THE EXERCISE → Please copy out the rows below with "corrected bounding boxes" replaced by "revised bounding boxes" everywhere and nothing else changed, leaving out the pictures.

Detection examples:

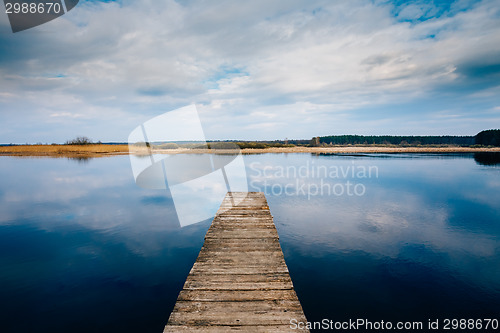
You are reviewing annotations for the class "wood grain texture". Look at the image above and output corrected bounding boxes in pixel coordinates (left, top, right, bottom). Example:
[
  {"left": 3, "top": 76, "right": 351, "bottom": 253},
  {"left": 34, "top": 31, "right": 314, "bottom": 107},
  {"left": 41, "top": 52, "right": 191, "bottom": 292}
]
[{"left": 164, "top": 192, "right": 306, "bottom": 333}]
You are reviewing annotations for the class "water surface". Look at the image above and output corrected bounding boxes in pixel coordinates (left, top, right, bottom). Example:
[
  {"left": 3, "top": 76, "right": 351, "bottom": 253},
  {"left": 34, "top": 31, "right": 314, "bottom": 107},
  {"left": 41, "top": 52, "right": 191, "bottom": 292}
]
[{"left": 0, "top": 154, "right": 500, "bottom": 333}]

EXERCISE RESULT →
You are reviewing annotations for the class "wood grain texture". Look at the image above and output revised bounding boxes in pixel coordinates (left, top, right, bottom). Example:
[
  {"left": 3, "top": 76, "right": 351, "bottom": 253},
  {"left": 34, "top": 31, "right": 314, "bottom": 107},
  {"left": 41, "top": 52, "right": 191, "bottom": 292}
]
[{"left": 164, "top": 192, "right": 306, "bottom": 333}]
You are reviewing annotations for the class "water surface". Look at the image above and output revised bounding boxes in pixel coordinates (left, top, right, bottom). Example:
[
  {"left": 3, "top": 76, "right": 351, "bottom": 253},
  {"left": 34, "top": 31, "right": 314, "bottom": 107},
  {"left": 41, "top": 52, "right": 191, "bottom": 292}
]
[{"left": 0, "top": 154, "right": 500, "bottom": 333}]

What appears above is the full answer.